§ Document section:
+---+

The process we have followed
Over 30 dialogue sessions and an online survey (250+ participants; 1,500 comments) were used to gather perspectives. The initiative emerged from the Fenwick Forum (2020), which recommended developing a national food strategy following increased food insecurity during COVID-19. A leadership group, supported by KPMG and AGMARDT, commissioned a Te Ao Māori framing and held kōrero across the food system.
Why was now the right time for a kōrero on the purpose and values of our food system?
COVID-19 highlighted structural vulnerabilities, including a sharp rise in food insecurity (estimated up to 33% above the pre-pandemic 15% rate). Increased living costs and pressure on domestic supply underscored inequities. Environmental stresses were also noted, including 192 million tonnes of soil loss annually, over 80% of native land vertebrates threatened, and agricultural emissions representing 48% of national greenhouse gases. These developments demonstrated the need for systemic change.
Mana kai: a te ao māori framing for Aotearoa New Zealand’s food system
The framing draws on Atua (spiritual connection), Tuakana/Teina (humans as junior to nature) and Ngā Nuinga (ensuring abundance for all). It positions food as a source of mana, connecting environmental care with societal wellbeing. Mana Kai emphasises responsibility to protect the environment so it can, in turn, sustain people.

+---+

§ Material provided:
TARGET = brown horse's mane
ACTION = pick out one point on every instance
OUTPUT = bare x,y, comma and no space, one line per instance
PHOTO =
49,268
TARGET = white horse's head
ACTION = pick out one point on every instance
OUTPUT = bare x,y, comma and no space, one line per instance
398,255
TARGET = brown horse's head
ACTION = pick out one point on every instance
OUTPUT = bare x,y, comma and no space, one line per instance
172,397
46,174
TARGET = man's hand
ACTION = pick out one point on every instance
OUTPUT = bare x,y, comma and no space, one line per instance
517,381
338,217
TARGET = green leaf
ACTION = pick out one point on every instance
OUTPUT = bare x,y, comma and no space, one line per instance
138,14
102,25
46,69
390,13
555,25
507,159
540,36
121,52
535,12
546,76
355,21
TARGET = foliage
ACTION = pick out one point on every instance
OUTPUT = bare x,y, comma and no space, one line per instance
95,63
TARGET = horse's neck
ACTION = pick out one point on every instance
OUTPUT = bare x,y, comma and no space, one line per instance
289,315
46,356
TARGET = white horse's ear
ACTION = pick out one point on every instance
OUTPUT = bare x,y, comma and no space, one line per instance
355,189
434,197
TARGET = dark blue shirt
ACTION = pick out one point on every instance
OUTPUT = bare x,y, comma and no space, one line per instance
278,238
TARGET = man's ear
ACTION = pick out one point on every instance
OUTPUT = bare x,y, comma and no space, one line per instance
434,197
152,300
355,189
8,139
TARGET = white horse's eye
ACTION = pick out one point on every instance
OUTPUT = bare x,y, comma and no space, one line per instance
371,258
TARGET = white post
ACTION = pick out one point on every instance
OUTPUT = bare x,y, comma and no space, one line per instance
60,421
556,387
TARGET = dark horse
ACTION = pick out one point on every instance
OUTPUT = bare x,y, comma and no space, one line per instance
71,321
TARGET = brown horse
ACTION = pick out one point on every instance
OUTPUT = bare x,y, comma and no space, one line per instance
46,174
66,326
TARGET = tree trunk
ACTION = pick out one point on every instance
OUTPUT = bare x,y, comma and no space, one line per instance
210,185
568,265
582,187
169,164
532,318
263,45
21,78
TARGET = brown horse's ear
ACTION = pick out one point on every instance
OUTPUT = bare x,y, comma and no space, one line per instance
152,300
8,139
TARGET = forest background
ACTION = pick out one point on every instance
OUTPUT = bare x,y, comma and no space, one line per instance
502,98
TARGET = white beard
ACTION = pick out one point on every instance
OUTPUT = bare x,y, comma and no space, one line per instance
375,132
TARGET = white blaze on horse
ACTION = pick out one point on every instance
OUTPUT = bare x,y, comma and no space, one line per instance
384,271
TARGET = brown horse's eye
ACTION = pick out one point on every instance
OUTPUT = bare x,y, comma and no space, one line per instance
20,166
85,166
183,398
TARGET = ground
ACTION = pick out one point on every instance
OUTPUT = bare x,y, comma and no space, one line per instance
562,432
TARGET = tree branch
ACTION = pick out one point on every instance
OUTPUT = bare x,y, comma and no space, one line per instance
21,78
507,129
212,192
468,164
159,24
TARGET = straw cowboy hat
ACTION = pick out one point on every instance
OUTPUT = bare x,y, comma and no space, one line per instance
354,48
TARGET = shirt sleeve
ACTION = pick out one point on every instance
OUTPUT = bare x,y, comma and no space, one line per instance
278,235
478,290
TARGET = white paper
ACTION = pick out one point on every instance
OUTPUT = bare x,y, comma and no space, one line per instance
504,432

+---+

§ Work task 1: According to the text on New Zealand's food system, what share of national greenhouse gas emissions comes from agriculture?
§ Work task 2: Continue the text on New Zealand's food system from where it stops.

§ Exercise answer 1: 48%

§ Exercise answer 2:
What we heard during the dialogues
Participants consistently called for regenerative production, equitable food access, and improved nutrition and health outcomes. Many noted two parallel food systems: a high-quality export system and a less resilient domestic one. Contributors raised concerns about inadequate data, limited nutrition knowledge, food affordability pressures, and reliance on imported foods of variable quality. Issues such as land-use change, innovation gaps, supply-chain fragility, and the impacts of export dependence were also highlighted.
The values that underpin our food system explored
The report discusses each value in detail:
- Tuakana/Teina (Mana o te Taiao): Emphasis on environmental regeneration, regulatory clarity and improved incentives for nature-positive practices.
- Atua: Focus on protecting mauri in food, limiting unnecessary processing, and ensuring quality from production to consumption.
- Ngā Nuinga: Ensuring equitable access to nutritious food, halving food waste by 2030, and strengthening community-led food security initiatives.
- Mātauranga: Integrating indigenous knowledge and world-class science, encouraging biotechnology discussions, and increasing innovation investment to at least 2% of producer-gate value.
- Manaakitanga: Ensuring no food poverty by 2035 and strengthening the hospitality sector’s role in community wellbeing.
- Rangatiratanga: Improving governance capability, ensuring diversity of leadership, and embedding Te Tiriti principles in food system governance.
- Ohaoha: Supporting economic prosperity, creating 25,000 new “future fit” jobs by 2030, and increasing export value by 25% through Mana Kai-aligned production.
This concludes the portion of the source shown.